— start of EXCERPT —
My Experiments with YOLOv5:Almost everything you want to know about Yolov5- Series- Part 1
Did you know how to change the architecture of Yolov5 to suit your use case ?
Did you know what is bounding box refinement in Yolov5?What are background images and can it improve the detections of Yolov5?What are the default fitness values of Yolov5 metrics ? How to change them to improve your results?How to change the default weights and parameters for augmentations in Yolov5?And finally how to improve the performance of Yolov5 by identifying the issues in your dataset?
I intend to share my experiences and experiments with YOLOv5 in this series.
We will approach the problem in following steps:
Problem description
Dataset description
EDA before building the model
Set up the baseline and evaluate it
Identify potential steps to improve the solution
Implement them one by one and evaluate against baseline
Implementation details of Training Yolov5 on custom dataset is not covered in this article as the main focus here is to introduce unexplored features/ functionalities of Yolov5. The code is available at https://github.com/manjushasithik/thesis
Problem
We are going to use pictor-V3 dataset to detect With_Helmet and Without_Helmet cases . Then we suppress With_Helmet cases to alert the non-compliance of safety practices.
Dataset
I am using a popular public dataset pictor-V3 to demonstrate the experiment. The dataset Pictor-V3 includes 685 total images and is divided into train, valid, test sets in the ratio of 70:20:10 respectively .Train data contains 478 images , valid has 139 images and test has 68 images. Image dimensions were above 1000 but was resized to 640x640 to maintain the uniformity of image dimensions throughout the dataset.
EDA
It is important to understand the dimensions of the object instances and the distribution of these dimensions. Therefore , a K-Means clustering with 3 clusters was done as shown in Figure 1. Cluster Analysis on the Dataset to understand how these instances are distributed in terms of dimension . It was observed that the height and width of instances are divided into 3 clusters as described below. Small dimension cluster is centered at around 24px width and 33px height , medium cluster at around 87px width, 104px height and Big cluster at 215px width, 253px height.
A further analysis was performed to understand the ratio of With_Helmet and Without_Helmet classes in these three cluster as given in Figure 4.3.2 Class ratio & mean analysis on three clusters. EDA results of Train data also was in line with this as shown in Figure 4.3.3 EDA on Training Dataset. The majority of the instances are included in the Small cluster and this cluster contributes mainly for the class imbalance of the dataset while the other clusters are class balanced to an extend.
Since it is very much clear from mean analysis that the small objects of approximate dimension 24px x 33px dominate the dataset and the ratio of With_Helmet to Without_Helmet is around 4:1 in the small dimension cluster.
It is worth to note that Fig3 which gives insights similar to Fig1 & Fig2 was generated by Yolo and was saved as labels.png during the training. There are other insights yolo provides us to rectify or improve model performance specific to the dataset at hand .We will revisit this topic towards the end of this series.
— end of EXCERPT —
— start of DATA LINES —
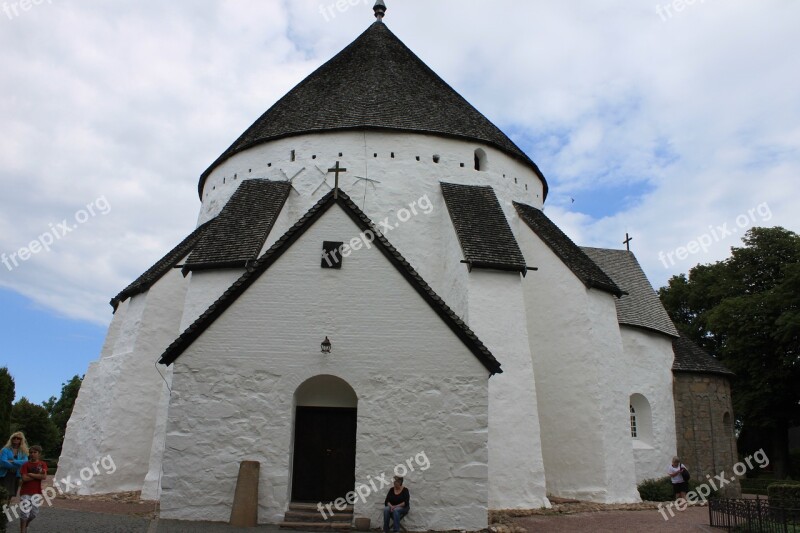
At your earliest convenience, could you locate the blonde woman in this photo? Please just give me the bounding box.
[0,431,28,498]
[667,457,689,501]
— end of DATA LINES —
DIRECTION A:
Answer these questions about the YOLOv5 article:
(i) How many images are in the test set?
(ii) Around what width and height is the small dimension cluster centered?
(iii) Under what file name did Yolo save Fig3 during training?
DIRECTION B:
Rewrite the YOLOv5 article from "A further analysis" up to and including "to an extend.", changing "Small cluster" to "smallest cluster".
DIRECTION C:
Carry the YOLOv5 article forward from its last sentence.
The material bears no relation to the YOLOv5 article.

OUTPUT A:
(i) 68 images.
(ii) Around 24px width and 33px height.
(iii) labels.png.

OUTPUT B:
A further analysis was performed to understand the ratio of With_Helmet and Without_Helmet classes in these three cluster as given in Figure 4.3.2 Class ratio & mean analysis on three clusters. EDA results of Train data also was in line with this as shown in Figure 4.3.3 EDA on Training Dataset. The majority of the instances are included in the smallest cluster and this cluster contributes mainly for the class imbalance of the dataset while the other clusters are class balanced to an extend.

OUTPUT C:
The major points we identified here are :
- The majority of the target objects are small
- There exists a class imbalance problem in this dataset.
Now that we have identified the actual issue we can think how to resolve it.
We can try common performance enhancement techniques like :
Change Scaling related architecture (Neck ) to improve small object detection.
Set Weighted Cross Entropy Loss to emphasize Without_Helmet class.
Adding Without_Helmet instances of small dimensions to solve class imbalances.
Adjusting the initial values for the K-Means clustering for bounding box to focus small objects.
Adjusting Fitness values of the model to give importance to the metrics suitable for our use case
Hyperparameter tuning of Albumentation
Adding background images to reduce false positives
Now its time to set up the baseline model.
Baseline Model
The baseline model is implemented using Yolov5s with the default settings . The neck is using FPN and PANet .The weighted cross entropy loss was set to be 1 , indicating that equal importance was given to both the classes. Albumentation hyperparameter values for Blur, Median Blur , CLAHE was set to .01 which is the default value. The default initial values for K-Means clustering for the bounding box clustering also were intact. The metrics fitness default values are kept as it is ,i.e., 0.1 for mAP50, .0 9 for mAP50–95, and zero for precision and recall.
This baseline model achieved an overall precision of 73% , recall of 51% and mAP50 of 53%.Precision , recall , mAP50 for With_Helmet and Without_Helmet are 72%,47 %,51 %, 75%,54 %,54% respectively. These values are compared against the corresponding values of each experiment results to interpret the performance of the experiment. Confusion metrics shows that 58% of The With_Helmet and Without_Helmet were correctly identified.
Now we are ready to explore the enhancement techniques ,one by one. I cant wait to see you in the the upcoming parts .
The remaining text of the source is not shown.